> **EXERCISE DETAILS**
Below are some records. Quote exactly the lines from the one that contains "TARGET = black vinyl roof" through the last, both included, and leave out the pictures.

> **AVAILABLE RECORDS**
**********
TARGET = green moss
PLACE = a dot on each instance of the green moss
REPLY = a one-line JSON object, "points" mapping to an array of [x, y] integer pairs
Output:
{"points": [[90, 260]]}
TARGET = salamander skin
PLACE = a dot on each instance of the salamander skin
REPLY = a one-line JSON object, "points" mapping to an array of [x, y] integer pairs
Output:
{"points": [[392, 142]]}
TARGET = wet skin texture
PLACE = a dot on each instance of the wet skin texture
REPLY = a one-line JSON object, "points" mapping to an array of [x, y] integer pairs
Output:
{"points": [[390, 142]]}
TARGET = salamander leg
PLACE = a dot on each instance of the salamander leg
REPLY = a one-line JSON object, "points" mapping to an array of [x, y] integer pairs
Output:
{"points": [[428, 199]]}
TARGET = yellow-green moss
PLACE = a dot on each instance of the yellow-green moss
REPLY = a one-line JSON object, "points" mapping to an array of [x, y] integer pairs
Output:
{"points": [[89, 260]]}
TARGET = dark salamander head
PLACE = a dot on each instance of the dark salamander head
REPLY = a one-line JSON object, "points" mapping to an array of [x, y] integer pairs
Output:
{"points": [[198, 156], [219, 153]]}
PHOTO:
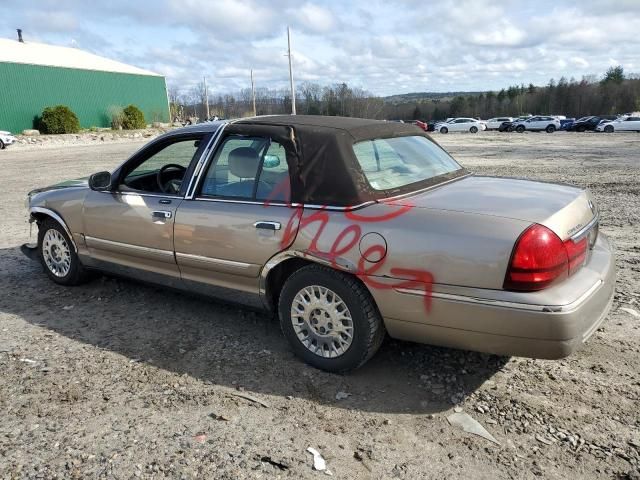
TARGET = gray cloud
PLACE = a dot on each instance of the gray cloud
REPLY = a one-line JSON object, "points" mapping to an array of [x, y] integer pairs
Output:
{"points": [[387, 48]]}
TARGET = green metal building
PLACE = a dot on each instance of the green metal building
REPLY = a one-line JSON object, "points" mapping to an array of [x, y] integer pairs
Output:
{"points": [[34, 76]]}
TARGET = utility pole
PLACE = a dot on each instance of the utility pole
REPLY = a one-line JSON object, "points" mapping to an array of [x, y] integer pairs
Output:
{"points": [[206, 96], [253, 94], [293, 91]]}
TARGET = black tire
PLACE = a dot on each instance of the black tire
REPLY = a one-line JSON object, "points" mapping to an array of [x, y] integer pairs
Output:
{"points": [[76, 274], [368, 326]]}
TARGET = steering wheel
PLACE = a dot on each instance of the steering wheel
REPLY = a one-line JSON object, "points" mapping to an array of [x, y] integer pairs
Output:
{"points": [[173, 185]]}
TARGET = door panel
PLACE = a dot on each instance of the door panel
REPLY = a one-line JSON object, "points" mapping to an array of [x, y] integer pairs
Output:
{"points": [[122, 228], [237, 221], [216, 242], [132, 226]]}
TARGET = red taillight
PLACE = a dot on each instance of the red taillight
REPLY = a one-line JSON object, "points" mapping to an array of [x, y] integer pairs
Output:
{"points": [[540, 258]]}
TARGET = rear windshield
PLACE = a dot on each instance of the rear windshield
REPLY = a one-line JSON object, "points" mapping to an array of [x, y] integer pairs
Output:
{"points": [[394, 163]]}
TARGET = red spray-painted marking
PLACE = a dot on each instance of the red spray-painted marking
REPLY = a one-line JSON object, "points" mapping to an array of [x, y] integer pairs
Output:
{"points": [[348, 238]]}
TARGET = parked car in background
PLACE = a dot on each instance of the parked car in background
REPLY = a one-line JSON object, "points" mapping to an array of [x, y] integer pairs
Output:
{"points": [[494, 123], [509, 126], [589, 123], [420, 124], [538, 124], [565, 123], [238, 210], [630, 123], [6, 139], [431, 125], [461, 124]]}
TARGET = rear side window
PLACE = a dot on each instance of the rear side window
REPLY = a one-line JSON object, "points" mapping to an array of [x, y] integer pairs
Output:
{"points": [[250, 168], [391, 163]]}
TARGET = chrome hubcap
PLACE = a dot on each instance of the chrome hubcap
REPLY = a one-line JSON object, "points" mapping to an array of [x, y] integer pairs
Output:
{"points": [[322, 321], [56, 253]]}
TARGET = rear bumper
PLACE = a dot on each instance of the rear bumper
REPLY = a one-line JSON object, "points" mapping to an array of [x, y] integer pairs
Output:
{"points": [[505, 327]]}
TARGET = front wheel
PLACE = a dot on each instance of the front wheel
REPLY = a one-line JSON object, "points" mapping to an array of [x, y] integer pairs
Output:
{"points": [[330, 319], [58, 256]]}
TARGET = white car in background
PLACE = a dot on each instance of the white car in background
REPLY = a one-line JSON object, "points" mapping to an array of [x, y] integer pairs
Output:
{"points": [[460, 124], [538, 124], [494, 123], [6, 139], [628, 123]]}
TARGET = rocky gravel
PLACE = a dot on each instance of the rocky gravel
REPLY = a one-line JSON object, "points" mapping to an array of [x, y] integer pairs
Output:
{"points": [[116, 379]]}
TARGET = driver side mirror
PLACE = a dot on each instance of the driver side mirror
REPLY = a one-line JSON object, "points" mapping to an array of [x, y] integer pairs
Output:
{"points": [[100, 181]]}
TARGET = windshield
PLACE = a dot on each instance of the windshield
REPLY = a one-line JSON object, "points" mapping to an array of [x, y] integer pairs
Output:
{"points": [[393, 163]]}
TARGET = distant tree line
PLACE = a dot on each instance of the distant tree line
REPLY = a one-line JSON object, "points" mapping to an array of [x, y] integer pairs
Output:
{"points": [[613, 93]]}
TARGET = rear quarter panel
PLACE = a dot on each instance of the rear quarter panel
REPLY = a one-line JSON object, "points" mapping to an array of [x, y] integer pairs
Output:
{"points": [[443, 247]]}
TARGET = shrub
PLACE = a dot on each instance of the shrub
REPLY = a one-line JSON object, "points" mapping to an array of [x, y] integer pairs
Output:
{"points": [[116, 114], [59, 119], [133, 118]]}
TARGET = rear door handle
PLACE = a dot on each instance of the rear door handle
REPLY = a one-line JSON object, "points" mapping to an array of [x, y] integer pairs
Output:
{"points": [[266, 225], [160, 215]]}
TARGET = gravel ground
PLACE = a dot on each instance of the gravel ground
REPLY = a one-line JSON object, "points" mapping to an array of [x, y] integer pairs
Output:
{"points": [[119, 380]]}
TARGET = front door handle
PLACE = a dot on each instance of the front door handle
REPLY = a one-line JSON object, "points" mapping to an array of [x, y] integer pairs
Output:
{"points": [[160, 215], [268, 225]]}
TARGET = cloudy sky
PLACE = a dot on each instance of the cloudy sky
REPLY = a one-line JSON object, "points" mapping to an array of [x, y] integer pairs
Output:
{"points": [[385, 47]]}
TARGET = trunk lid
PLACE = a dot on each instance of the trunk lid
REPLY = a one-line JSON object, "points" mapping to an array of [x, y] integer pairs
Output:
{"points": [[562, 208]]}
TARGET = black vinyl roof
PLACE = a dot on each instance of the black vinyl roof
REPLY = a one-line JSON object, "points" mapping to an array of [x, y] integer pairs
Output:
{"points": [[323, 167], [359, 128]]}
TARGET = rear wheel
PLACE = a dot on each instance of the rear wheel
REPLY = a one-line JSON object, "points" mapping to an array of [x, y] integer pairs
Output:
{"points": [[58, 256], [330, 319]]}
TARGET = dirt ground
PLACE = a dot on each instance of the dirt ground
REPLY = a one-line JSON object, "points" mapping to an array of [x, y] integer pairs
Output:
{"points": [[119, 380]]}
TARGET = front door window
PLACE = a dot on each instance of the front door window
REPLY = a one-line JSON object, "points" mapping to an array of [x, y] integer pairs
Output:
{"points": [[162, 170]]}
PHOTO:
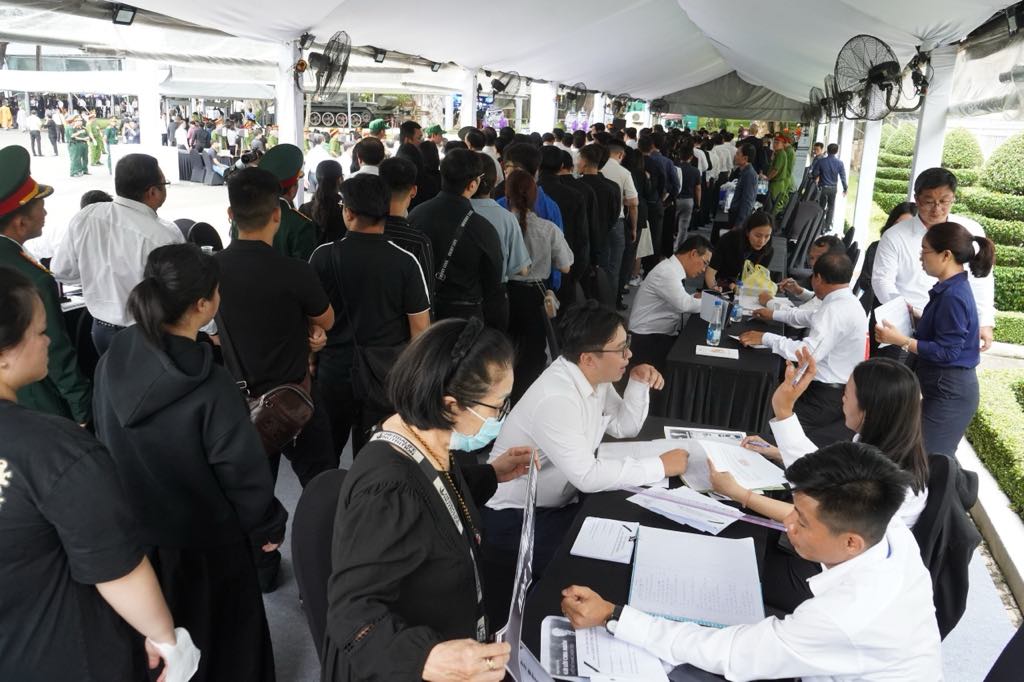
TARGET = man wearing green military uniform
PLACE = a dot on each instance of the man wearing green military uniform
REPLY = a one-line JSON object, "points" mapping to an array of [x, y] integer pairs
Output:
{"points": [[297, 235], [65, 391]]}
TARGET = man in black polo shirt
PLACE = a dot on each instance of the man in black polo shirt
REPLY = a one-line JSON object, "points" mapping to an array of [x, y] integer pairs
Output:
{"points": [[468, 258], [399, 177], [380, 292], [274, 310]]}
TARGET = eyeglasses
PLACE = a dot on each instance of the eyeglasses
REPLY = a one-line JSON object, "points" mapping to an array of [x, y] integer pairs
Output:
{"points": [[623, 350], [502, 411]]}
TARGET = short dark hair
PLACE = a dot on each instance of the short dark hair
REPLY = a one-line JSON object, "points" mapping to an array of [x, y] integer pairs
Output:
{"points": [[367, 196], [94, 197], [398, 174], [586, 327], [370, 151], [459, 168], [454, 357], [694, 243], [858, 488], [17, 300], [933, 178], [523, 155], [834, 268], [176, 276], [134, 174], [253, 195]]}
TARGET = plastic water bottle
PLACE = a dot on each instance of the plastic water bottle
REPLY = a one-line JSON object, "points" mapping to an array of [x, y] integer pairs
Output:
**********
> **SOLUTION FOR THIS PROBLEM**
TARGET = black vinyl roof
PLACE = a dot on each instance of the black vinyl roof
REPLY = a one-line JSON object, "points" mapping to an array of [x, y] integer pairs
Output:
{"points": [[323, 167], [359, 128]]}
TARGET = rear wheel
PLACE = a dot on each instance of the rear wheel
REPLY = a one-line JSON object, "points" mapping to an array of [x, y] integer pairs
Output:
{"points": [[58, 256], [330, 319]]}
TARGET = dirt ground
PLACE = a dot on each instance of the dirt ground
REPLY = a one-line JSON object, "points" mapping to an array of [x, y] integer pairs
Output:
{"points": [[119, 380]]}
TARGET = front door window
PLACE = a dot on each instance of the front door window
REPLY = a one-line JSON object, "points" mapping to an array of [x, y] integer pairs
Output:
{"points": [[162, 170]]}
PHOTO:
TARGET = man wearing green military uniform
PLACE = a dot on each instance of the man wearing green military uniform
REPLY = a one-line JSON object, "points" mapping to an array of [x, y] integer pairs
Output:
{"points": [[297, 235], [65, 391]]}
TARGET = man in black polo shirt
PLACE = a dot on each instance of the man in black polo shirt
REPLY = a one-line JSON object, "points" mapping to an array of [x, y] integer pairs
Output:
{"points": [[468, 258], [399, 177], [380, 292], [274, 310]]}
TARGET = eyeglasses
PLACE = a dot on each instance of the eyeglasses
REPLY = a one-line JSON object, "points" mapping to an array of [x, y] integer pairs
Output:
{"points": [[623, 350], [502, 411]]}
TARGET = short dark hair
PLACE = a dot on each instance of the short dark hair
REPLY = a one-line JSON object, "points" mapping to an array of [x, y] integer pairs
Output:
{"points": [[367, 196], [94, 197], [398, 174], [586, 327], [370, 151], [459, 168], [454, 357], [694, 243], [858, 488], [17, 300], [933, 178], [523, 155], [834, 268], [176, 276], [134, 174], [253, 195]]}
TARGET = plastic water bottle
PLACE = a dot on each instance of the plastic water bottle
REPLY = a one-line JSON object, "points" mapping to an array of [x, y] integer pairs
Output:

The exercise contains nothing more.